[Exercise requirements]:
Reproduce the records below verbatim. Begin at the line that contains "Trace the outline of every instance of the clod" and stop after the line that contains "[[[0,450],[16,450],[20,447],[20,433],[14,429],[0,432]]]", with nothing before or after.

________________________________________

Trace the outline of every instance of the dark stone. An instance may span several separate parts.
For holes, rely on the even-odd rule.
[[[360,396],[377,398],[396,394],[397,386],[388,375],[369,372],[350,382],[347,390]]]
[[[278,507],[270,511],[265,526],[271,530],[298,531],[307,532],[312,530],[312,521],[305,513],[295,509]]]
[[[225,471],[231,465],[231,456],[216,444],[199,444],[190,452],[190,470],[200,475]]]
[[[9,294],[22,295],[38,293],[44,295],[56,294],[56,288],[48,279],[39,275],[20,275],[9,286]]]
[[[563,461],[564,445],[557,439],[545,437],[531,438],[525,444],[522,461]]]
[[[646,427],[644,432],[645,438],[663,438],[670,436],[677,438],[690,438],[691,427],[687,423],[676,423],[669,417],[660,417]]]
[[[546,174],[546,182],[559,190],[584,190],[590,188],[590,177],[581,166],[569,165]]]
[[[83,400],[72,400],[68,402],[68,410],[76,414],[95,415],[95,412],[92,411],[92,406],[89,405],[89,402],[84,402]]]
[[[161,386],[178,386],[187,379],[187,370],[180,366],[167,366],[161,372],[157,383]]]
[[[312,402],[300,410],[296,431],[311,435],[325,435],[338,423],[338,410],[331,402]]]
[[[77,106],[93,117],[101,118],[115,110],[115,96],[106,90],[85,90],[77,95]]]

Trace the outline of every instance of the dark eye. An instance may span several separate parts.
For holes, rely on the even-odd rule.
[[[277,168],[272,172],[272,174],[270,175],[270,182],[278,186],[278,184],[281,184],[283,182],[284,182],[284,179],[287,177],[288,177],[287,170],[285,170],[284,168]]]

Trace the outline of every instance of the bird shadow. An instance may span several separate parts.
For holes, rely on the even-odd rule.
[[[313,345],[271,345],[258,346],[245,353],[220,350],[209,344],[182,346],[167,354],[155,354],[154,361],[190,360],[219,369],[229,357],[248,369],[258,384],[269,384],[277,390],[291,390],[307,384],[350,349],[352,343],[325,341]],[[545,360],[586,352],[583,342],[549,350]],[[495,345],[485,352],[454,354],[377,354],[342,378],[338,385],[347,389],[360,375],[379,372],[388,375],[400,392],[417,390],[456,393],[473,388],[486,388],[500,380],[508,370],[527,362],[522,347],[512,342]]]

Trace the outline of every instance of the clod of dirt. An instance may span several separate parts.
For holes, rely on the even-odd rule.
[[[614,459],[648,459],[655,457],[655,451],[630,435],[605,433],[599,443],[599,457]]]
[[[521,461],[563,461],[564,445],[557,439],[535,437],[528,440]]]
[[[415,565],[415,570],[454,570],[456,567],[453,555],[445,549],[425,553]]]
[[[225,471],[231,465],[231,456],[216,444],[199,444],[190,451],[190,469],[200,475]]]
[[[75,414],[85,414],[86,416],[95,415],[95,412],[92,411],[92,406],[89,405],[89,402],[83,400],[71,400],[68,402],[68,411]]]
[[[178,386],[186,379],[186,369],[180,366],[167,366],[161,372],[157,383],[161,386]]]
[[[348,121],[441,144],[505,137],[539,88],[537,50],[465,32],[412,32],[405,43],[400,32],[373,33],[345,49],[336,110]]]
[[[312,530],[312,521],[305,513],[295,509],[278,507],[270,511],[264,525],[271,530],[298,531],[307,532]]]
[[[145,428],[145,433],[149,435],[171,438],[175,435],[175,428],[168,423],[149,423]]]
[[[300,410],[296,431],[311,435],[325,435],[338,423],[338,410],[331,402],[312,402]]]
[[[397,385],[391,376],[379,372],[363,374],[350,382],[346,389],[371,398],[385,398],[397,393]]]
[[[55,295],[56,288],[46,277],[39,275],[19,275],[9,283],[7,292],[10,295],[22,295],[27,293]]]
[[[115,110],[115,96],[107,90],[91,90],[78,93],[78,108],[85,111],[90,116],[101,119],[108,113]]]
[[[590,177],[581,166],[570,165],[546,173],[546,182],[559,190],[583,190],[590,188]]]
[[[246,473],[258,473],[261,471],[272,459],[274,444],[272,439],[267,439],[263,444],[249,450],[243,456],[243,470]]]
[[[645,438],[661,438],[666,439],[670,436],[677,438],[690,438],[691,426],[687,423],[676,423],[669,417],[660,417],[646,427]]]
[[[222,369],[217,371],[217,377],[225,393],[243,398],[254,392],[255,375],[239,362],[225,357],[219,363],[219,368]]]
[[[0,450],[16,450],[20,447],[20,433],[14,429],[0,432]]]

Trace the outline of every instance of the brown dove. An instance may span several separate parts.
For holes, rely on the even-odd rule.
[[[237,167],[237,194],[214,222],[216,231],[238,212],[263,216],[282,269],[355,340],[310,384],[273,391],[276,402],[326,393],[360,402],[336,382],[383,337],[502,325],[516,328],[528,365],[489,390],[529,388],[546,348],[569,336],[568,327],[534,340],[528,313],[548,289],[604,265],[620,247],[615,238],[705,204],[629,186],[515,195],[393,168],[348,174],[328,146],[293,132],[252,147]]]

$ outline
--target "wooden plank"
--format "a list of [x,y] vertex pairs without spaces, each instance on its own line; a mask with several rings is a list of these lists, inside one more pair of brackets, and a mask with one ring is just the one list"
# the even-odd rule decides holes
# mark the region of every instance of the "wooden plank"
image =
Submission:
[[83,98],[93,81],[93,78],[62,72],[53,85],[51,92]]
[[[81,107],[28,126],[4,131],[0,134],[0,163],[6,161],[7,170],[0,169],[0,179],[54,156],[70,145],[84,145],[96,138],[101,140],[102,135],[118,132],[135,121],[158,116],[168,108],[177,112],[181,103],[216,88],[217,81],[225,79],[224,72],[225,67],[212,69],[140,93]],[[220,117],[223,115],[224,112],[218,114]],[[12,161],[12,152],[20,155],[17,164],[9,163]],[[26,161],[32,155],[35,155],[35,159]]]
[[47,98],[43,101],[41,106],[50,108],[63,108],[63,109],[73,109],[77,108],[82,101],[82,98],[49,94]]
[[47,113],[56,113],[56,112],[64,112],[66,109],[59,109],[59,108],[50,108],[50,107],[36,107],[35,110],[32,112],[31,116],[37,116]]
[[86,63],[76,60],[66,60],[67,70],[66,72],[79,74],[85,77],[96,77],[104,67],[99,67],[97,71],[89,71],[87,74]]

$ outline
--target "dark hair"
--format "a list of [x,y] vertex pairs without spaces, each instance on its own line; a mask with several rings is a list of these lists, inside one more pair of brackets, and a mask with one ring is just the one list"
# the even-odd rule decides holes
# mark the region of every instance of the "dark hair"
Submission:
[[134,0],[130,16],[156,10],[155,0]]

________________________________________

[The solution]:
Trace the outline of every instance of the clod of dirt. An instance may span several separate parts.
For holes, rely on the even-odd rule.
[[[614,459],[648,459],[655,457],[655,451],[630,435],[605,433],[599,443],[599,457]]]
[[[521,461],[563,461],[564,445],[557,439],[535,437],[528,440]]]
[[[415,565],[415,570],[454,570],[456,567],[453,555],[445,549],[425,553]]]
[[[225,471],[231,465],[231,456],[216,444],[199,444],[190,451],[190,469],[200,475]]]
[[[75,414],[85,414],[86,416],[95,415],[95,412],[92,411],[92,406],[89,405],[89,402],[83,400],[71,400],[68,402],[68,411]]]
[[[178,386],[186,379],[186,369],[180,366],[167,366],[161,372],[157,383],[161,386]]]
[[[348,121],[441,144],[505,137],[539,88],[537,50],[465,32],[412,32],[405,43],[400,32],[373,33],[345,49],[336,110]]]
[[[312,530],[312,521],[305,513],[295,509],[278,507],[270,511],[264,525],[271,530],[298,531],[307,532]]]
[[[145,428],[145,433],[149,435],[171,438],[175,435],[175,428],[168,423],[149,423]]]
[[[300,410],[296,431],[311,435],[325,435],[338,423],[338,410],[331,402],[312,402]]]
[[[397,385],[391,376],[379,372],[363,374],[350,382],[346,389],[371,398],[385,398],[397,393]]]
[[[55,295],[56,288],[46,277],[39,275],[19,275],[9,283],[7,292],[10,295],[22,295],[27,293]]]
[[[115,110],[115,96],[107,90],[91,90],[78,93],[78,108],[85,111],[90,116],[101,119],[108,113]]]
[[[590,177],[581,166],[570,165],[546,173],[546,182],[559,190],[583,190],[590,188]]]
[[[246,473],[258,473],[261,471],[272,459],[274,444],[272,439],[267,439],[263,444],[249,450],[243,456],[243,470]]]
[[[645,438],[661,438],[666,439],[670,436],[677,438],[690,438],[691,426],[687,423],[676,423],[669,417],[660,417],[646,427]]]
[[[222,369],[217,371],[217,377],[225,393],[243,398],[254,392],[255,375],[239,362],[225,357],[219,363],[219,368]]]
[[[0,450],[16,450],[20,447],[20,433],[14,429],[0,432]]]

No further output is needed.